▸ DOCUMENT SEGMENT:
At the same time, the bearish case for the dollar has almost never been more compelling. Massive deficits driven by both declining revenue and massive expenditure (with more to come after the election) should make for another major dollar bear market, on par with that one that ended in 2007 and inspired those pop icons noted above to declare to the media that they no longer considered it their own personal reserve currency. This should be another significant tailwind to energy prices.

Technically, one indicator I’m paying attention to right now is the interplay between copper and oil prices. Copper prices seem to lead oil prices over time. For example, back in the spring copper bottomed in March. Oil prices went on to make new lows in April but copper’s non-confirmation proved to be a bullish sign for a rebound in the oil price.

Taking a longer-term look at the two, we can see that copper’s breakout in 2003 proved to be a terrific buy signal for the oil price which soared over the next decade. (Conversely, when oil prices ran well over $100 per barrel, copper’s non-confirmation proved to be a terrific sell signal.)

▸ DATA:
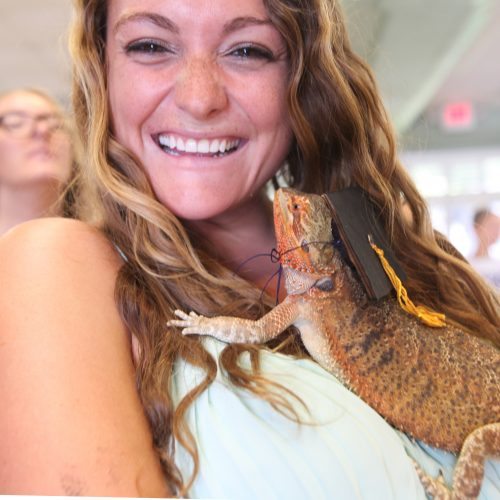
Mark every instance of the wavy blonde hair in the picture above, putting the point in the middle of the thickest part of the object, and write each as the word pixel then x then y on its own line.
pixel 342 138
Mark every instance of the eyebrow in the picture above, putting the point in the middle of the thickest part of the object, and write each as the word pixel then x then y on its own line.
pixel 242 22
pixel 157 19
pixel 165 23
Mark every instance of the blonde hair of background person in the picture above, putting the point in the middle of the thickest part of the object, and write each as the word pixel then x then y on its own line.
pixel 37 157
pixel 99 440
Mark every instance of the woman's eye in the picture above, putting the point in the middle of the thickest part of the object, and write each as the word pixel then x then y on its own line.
pixel 252 52
pixel 148 47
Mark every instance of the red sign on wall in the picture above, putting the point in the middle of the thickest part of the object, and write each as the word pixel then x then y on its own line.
pixel 458 116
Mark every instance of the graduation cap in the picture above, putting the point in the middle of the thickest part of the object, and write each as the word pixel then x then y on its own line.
pixel 358 224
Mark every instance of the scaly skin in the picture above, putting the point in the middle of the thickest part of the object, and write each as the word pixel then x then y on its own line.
pixel 439 385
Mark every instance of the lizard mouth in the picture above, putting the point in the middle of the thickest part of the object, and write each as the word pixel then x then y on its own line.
pixel 298 282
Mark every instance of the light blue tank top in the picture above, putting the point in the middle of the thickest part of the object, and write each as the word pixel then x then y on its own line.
pixel 343 450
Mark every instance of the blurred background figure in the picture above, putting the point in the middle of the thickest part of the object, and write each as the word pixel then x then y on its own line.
pixel 36 158
pixel 487 228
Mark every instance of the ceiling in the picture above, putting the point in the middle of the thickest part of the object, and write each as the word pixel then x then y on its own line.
pixel 425 54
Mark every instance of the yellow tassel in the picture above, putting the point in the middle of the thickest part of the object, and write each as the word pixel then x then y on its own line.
pixel 425 315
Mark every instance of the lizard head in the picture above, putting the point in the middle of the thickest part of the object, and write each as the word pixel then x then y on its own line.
pixel 303 226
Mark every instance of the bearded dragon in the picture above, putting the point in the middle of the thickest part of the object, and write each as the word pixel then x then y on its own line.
pixel 440 386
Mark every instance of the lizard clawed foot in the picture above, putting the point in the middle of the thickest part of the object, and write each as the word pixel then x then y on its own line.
pixel 435 487
pixel 191 323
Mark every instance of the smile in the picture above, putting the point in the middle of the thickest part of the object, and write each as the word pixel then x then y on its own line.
pixel 212 147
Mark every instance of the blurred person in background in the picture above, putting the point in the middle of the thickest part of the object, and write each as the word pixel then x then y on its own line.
pixel 487 228
pixel 36 158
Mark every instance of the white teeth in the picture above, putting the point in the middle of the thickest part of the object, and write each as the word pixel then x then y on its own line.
pixel 164 140
pixel 191 146
pixel 179 144
pixel 203 146
pixel 214 146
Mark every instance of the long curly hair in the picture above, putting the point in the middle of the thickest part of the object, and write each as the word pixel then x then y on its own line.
pixel 342 137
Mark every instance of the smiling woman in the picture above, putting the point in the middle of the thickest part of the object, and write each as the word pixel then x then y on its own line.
pixel 186 110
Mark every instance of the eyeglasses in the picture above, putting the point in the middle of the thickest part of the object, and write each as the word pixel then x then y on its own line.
pixel 21 125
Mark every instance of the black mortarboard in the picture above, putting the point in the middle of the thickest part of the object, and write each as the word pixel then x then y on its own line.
pixel 356 218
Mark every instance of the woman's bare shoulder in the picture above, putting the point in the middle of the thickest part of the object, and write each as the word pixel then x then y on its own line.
pixel 73 421
pixel 66 242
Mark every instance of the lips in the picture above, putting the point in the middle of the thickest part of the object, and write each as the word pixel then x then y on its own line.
pixel 214 147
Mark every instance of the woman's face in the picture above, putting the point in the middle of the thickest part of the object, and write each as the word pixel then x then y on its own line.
pixel 31 150
pixel 197 90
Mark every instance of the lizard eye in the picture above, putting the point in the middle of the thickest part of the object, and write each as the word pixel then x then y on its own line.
pixel 324 284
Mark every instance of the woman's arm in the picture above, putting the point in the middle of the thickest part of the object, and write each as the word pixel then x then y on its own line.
pixel 71 419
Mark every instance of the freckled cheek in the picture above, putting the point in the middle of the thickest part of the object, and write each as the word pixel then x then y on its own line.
pixel 133 101
pixel 11 155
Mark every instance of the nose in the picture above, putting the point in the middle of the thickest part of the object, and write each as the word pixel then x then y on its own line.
pixel 42 127
pixel 199 89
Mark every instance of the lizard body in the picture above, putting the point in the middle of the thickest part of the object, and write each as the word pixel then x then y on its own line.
pixel 440 386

▸ ASSIGNMENT 1:
Reproduce the commentary on the dollar, copper and oil word for word from "Taking a longer-term" to "terrific sell signal.)".
▸ ASSIGNMENT 2:
List every month and every calendar year named in the commentary on the dollar, copper and oil.
▸ ASSIGNMENT 3:
Answer these from the commentary on the dollar, copper and oil:
(a) In which month did copper bottom in the spring?
(b) In what year did copper's breakout prove a buy signal for the oil price?
(c) What should massive deficits make for, according to the writer?
Answer using only the commentary on the dollar, copper and oil.

▸ TASK RESULT 1:
Taking a longer-term look at the two, we can see that copper’s breakout in 2003 proved to be a terrific buy signal for the oil price which soared over the next decade. (Conversely, when oil prices ran well over $100 per barrel, copper’s non-confirmation proved to be a terrific sell signal.)

▸ TASK RESULT 2:
2007, March, April, 2003

▸ TASK RESULT 3:
(a) March
(b) 2003
(c) Another major dollar bear market